→ CONSIGNES:
**1.** Transcrivez le passage du texte sur le délire alcoolique qui commence à « Dans la deuxième » et se termine à « déterminent aucune douleur. ».
**2.** Pour chacun des énoncés suivants, indiquez par oui ou par non s'il concorde avec le texte sur le délire alcoolique, puis citez les mots du texte qui tranchent : (a) dans la deuxième période, les coups et les blessures ne provoquent aucune douleur ; (b) la troisième période se caractérise par une loquacité accrue ; (c) dans la première période, l'individu irritable devient bienveillant et tendre.

Mais pour bien montrer la similitude, la parfaite analogie du délire alcoolique et des contes écrits sous son empire, nous allons donner un rapide aperçu du délire pathognomonique de l’intoxication par l’alcool.
Dans l’alcoolisme, la surexcitation des facultés suit une marche ascendante.
Tout d’abord, les fonctions cérébrales s’exécutent avec plus d’énergie et produisent un sentiment de bien être, de la loquacité, et une succession rapide et un peu, confuse dans les idées ; c’est alors que chaque individu devenu plus expansif, fait ses confidences et révèle ses tendances et son caractère ; l’homme porté à la tristesse, a le vin sombre et mélancolique ; celui qui est irritable, devient violent, frappe et brise. Tel autre, au contraire, est bienveillant, tendre et embrasse tous ceux qui l’entourent.
Dans la deuxième période, il n’y a plus seulement exaltation, mais encore perturbation des fonctions cérébrales, Les idées se succèdent si rapidement qu’elles deviennent incohérentes ; il y a de l’obtusion et des illusions [p. 16] des sens ; la vue devient confuse et quelquefois double ; l’ouïe est le siège de tintements et de bourdonnements ; le sujet, prend une fenêtre pour une porte, une saveur pour une autre, et bientôt il est en proie à un délire complet qui lui enlève toute conscience de ses actes et de ses paroles. La sensibilité générale est tellement obtuse que les coups et les blessures ne déterminent aucune douleur.
La troisième enfin, est caractérisée par un sommeil comateux qui se prolonge pendant plusieurs heures et sert de crise à l’accès. A une période extrême, l’alcoolisme peut aboutir an delirium tremens, à la folie alcoolique aiguë qui revêt soit la forme maniaque, soit la, forme mélancolique.

→ DONNÉES EXTRAITES:
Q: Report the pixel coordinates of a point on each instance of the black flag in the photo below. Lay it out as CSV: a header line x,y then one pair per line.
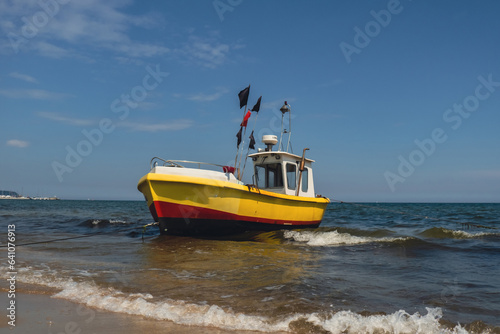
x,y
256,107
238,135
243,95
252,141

→ VOS RÉPONSES:
**1.**
Dans la deuxième période, il n’y a plus seulement exaltation, mais encore perturbation des fonctions cérébrales, Les idées se succèdent si rapidement qu’elles deviennent incohérentes ; il y a de l’obtusion et des illusions [p. 16] des sens ; la vue devient confuse et quelquefois double ; l’ouïe est le siège de tintements et de bourdonnements ; le sujet, prend une fenêtre pour une porte, une saveur pour une autre, et bientôt il est en proie à un délire complet qui lui enlève toute conscience de ses actes et de ses paroles. La sensibilité générale est tellement obtuse que les coups et les blessures ne déterminent aucune douleur.

**2.**
(a) Oui : « les coups et les blessures ne déterminent aucune douleur ».
(b) Non : « La troisième enfin, est caractérisée par un sommeil comateux qui se prolonge pendant plusieurs heures ».
(c) Non : « celui qui est irritable, devient violent, frappe et brise ».